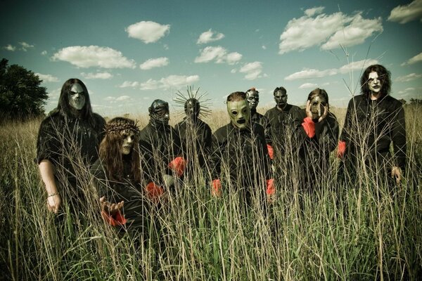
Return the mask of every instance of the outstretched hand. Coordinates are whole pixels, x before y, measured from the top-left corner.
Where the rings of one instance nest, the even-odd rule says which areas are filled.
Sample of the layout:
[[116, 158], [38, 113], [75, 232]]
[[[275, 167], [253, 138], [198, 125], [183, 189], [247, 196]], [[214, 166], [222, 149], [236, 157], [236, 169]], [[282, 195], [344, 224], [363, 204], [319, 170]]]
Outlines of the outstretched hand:
[[103, 196], [100, 198], [100, 203], [101, 203], [101, 211], [104, 211], [106, 214], [108, 214], [110, 216], [113, 216], [123, 209], [124, 202], [122, 201], [117, 204], [110, 203], [107, 201], [105, 196]]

========================

ZIEL: Gib die Auflistung vollständig erneut wieder und ersetze dabei „outstretched hand“ durch „raised hand“, ohne sonst etwas zu ändern. Lass die Bilder in deiner Antwort weg.

LÖSUNG:
Return the mask of every instance of the raised hand. Coordinates are whole pixels, x before y, measured from the top-left corner.
Where the rings of one instance nest, the even-odd rule says which areas are filled.
Sample of the layout:
[[116, 158], [38, 113], [75, 232]]
[[[275, 167], [253, 138], [198, 125], [183, 189], [247, 196]], [[214, 166], [222, 149], [236, 157], [236, 169]], [[282, 195], [344, 224], [363, 204], [319, 170]]]
Outlines of the raised hand:
[[103, 196], [100, 198], [100, 203], [101, 203], [101, 211], [104, 211], [106, 214], [108, 214], [110, 216], [113, 216], [123, 209], [124, 202], [122, 201], [117, 204], [110, 203], [107, 201], [105, 196]]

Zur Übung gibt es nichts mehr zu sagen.